Written instruction A ▸ In the piece on Italy's idonei teachers, could you reproduce the passage starting at "6.000 Italian teachers: an" and ending at "year by year.", word for word?
Written instruction B ▸
Does the piece on Italy's idonei teachers support each statement below? Answer yes or no for each and quote the deciding words from the piece exactly.
(i) The national competitive exam for public school teachers was launched at the end of 2012.
(ii) Under the School Consolidated Law, GM remain valid for five years.
(iii) Lazio published its rosters in February 2014.

Extracted text ▸
>> Begin
6.000 Italian teachers: an Odyssey
With the last straw kindly offered by PM Matteo Renzi
The turmoil triggered by the series of reforms carried out by Mr. Matteo Renzi has been including, at least in the last week and a half, the partly unheard voice of about 6.000 aspiring teachers, many of them already working in either public or private schools with respectively supply-teacher contracts or temporary contracts renewed year by year.
The above-mentioned teachers can be said to be “aspiring” since they passed all the steps (computerised pre-selection test on a various range of subjects, written – or laboratory – test on the subject of interest and oral test in the form of a complete lesson, to be given in front of a commission, on a randomly-picked topic belonging to the subject of interest) of a competitive exam on a national scale, launched at the end of 2012 to select teachers for Italian public school. This competitive exam had budgeted a fixed number of winners per region; after those, there were what in Italian are called idonei, meaning “you passed all the steps but you are not included in the winners’ rankings because ahead of you there are other people who are either younger (!) or have got more qualifications than you (extra qualifications and publications, always related to the subject of interest, added up to the final mark stating your position in the rosters). We are going to call these aspiring teachers with the Italian name idonei from now on.
The public competition announcement for the 2012 competitive exam stated the issuing of graduatorie di merito, which are rosters including both winners and idonei, all listed by final mark (rules explained above). Candidates usually have the right to be picked from these rosters and be given a permanent, full-time teaching position at public school until they expire. We are going to call these rosters with the Italian acronym GM from now on. According to the School Consolidated Law (Italian 1994 TU on Education, and later amendments), GM have a three-year long life: during these years, teachers are employed following a 50/50 ratio, that means 50% from the GM and 50% from GAE (GAE is a different type of roster which is close at present, on which teachers who got their teaching qualifications before 2007 are listed).
Imagining whoever has read up to this point has already arrived at their wits’ end, and giving everybody a warm welcome to the Italian world of “change government-change everything that was looked at as Gospel one minute before”, it is important to illustrate the first attempt at taking away from idonei what they had legally obtained, in the name of what idonei themselves still have not completely understood. By the end of August 2013 all the rosters for all the different subjects should have been issued; it is what the public competition announcement had stated. In reality all the ones for Lazio region, and many from Tuscany and Sicily, had not been published at all by that date; Lazio actually issued its rosters in February 2014. The logical conclusion to what can surely be considered a big mistake made by the government would be “ok, teachers included in the delayed rosters will be granted one more year to be hired”. Truth is that nobody from the Ministry of Education has ever done anything in order to mend their ways; instead, Regional Education offices would blame the Ministry, which would in turn blame the Regional Education offices. In September 2013 Former Minister of Education Maria Chiara Carrozza even deliberately decided not to go through GM, but only through GAE, when the need would arise to select teachers beyond the fixed number of winners – that was the case in many Italian regions, since the demand for public school teachers in each region had meanwhile increased, due to different reasons among which retirements and double-ranking of teachers both in GM and GAE. Former Minister Carrozza and her officials have never accounted for what they had then decided. Readers can easily depict the reaction from the idonei side. That was a period of despair but nonetheless of reinforcement of the acknowledgment of rights which have been acquired by value, by quality, by “merit” as said in Italian language (GM= graduatorie di merito= merit rosters).
>> End
Data segment ▸
>> Begin
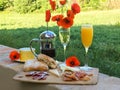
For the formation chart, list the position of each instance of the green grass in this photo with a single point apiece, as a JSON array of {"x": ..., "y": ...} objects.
>> End
Exercise answer A ▸
6.000 Italian teachers: an Odyssey
With the last straw kindly offered by PM Matteo Renzi
The turmoil triggered by the series of reforms carried out by Mr. Matteo Renzi has been including, at least in the last week and a half, the partly unheard voice of about 6.000 aspiring teachers, many of them already working in either public or private schools with respectively supply-teacher contracts or temporary contracts renewed year by year.

Exercise answer B ▸
(i) Yes: "launched at the end of 2012 to select teachers for Italian public school"
(ii) No: "GM have a three-year long life"
(iii) Yes: "Lazio actually issued its rosters in February 2014"